::: Page :::
[Chinese Segmentation Series] 2. New Word Discovery Based on Segmentation

By 苏剑林 | August 18, 2016

The previous article discussed fast segmentation based on dictionaries and AC automata. Dictionary-based segmentation has a distinct advantage: it is easy to maintain and adapts well to specific fields. If migrating to a new domain, one only needs to add new words corresponding to that field to achieve better results. Of course, whether a high-quality, domain-adapted dictionary is easy to obtain depends on the specific situation. This article focuses on the discovery of new words.
:::
◆ Required actions ◆
(A) Show each row below that contains the word "floor".
(B) Write the next part of the article on segmentation-based new word discovery, beginning right after its final sentence.
::: Records for processing :::
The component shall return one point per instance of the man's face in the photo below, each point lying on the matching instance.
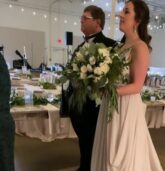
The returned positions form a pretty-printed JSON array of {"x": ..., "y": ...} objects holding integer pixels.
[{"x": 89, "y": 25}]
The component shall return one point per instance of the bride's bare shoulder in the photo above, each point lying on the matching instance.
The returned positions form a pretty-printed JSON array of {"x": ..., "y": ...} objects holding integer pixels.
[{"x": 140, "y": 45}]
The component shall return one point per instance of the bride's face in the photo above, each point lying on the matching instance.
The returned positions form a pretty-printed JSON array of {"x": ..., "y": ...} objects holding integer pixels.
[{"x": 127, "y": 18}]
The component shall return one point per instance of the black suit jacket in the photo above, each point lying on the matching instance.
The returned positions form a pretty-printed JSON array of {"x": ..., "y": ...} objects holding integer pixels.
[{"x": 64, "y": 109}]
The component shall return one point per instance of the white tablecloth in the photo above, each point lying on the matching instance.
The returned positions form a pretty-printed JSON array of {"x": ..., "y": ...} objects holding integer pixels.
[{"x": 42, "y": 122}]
:::
::: Records for processing :::
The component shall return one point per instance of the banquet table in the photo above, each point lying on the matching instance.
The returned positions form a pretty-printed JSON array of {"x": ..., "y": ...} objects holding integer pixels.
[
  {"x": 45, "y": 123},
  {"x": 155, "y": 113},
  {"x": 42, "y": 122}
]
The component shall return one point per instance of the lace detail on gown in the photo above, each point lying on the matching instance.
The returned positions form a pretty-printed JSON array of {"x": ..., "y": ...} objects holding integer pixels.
:::
::: Records for processing :::
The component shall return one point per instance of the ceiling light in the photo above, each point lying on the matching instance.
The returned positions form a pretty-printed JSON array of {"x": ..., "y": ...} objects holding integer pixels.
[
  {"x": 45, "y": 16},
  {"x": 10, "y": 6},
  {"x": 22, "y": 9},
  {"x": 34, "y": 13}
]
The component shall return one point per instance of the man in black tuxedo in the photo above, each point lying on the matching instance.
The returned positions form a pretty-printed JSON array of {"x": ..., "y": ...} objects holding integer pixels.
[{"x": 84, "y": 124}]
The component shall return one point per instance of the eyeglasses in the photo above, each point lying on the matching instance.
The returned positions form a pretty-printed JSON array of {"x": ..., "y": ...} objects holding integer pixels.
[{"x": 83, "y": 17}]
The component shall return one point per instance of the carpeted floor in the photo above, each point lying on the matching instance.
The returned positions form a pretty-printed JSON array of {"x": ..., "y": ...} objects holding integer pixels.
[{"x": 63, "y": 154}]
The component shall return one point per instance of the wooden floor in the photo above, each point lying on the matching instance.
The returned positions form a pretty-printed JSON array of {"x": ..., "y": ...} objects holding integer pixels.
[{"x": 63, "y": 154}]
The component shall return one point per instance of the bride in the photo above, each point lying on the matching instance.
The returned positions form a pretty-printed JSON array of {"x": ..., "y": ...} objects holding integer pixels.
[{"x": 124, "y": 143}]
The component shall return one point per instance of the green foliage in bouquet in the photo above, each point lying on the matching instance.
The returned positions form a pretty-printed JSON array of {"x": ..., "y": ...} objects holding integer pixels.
:::
◆ The replies ◆
(A)
The component shall return one point per instance of the carpeted floor in the photo above, each point lying on the matching instance.
The component shall return one point per instance of the wooden floor in the photo above, each point lying on the matching instance.

(B)
This topic was previously discussed in last year's article "Information Entropy Methods and Implementation of New Word Discovery". The algorithm was derived from matrix67's article "Sociolinguistics in the Internet Era: SNS-Based Text Data Mining". In that article, three main indicators were used—frequency, cohesion (which, after taking the logarithm, is what we call Pointwise Mutual Information), and freedom (boundary entropy)—to judge whether a snippet constitutes a word. If you have actually tried to implement this algorithm, you will find several difficulties. First, to find $n$-character words, you need to extract slices of $1 \sim n$ characters and perform calculations on each, which is time-consuming when $n$ is large. Second, and most painfully, calculating boundary entropy requires grouping and statistics for every snippet, which involves a massive workload. This article provides a solution that significantly reduces the computational cost of new word discovery.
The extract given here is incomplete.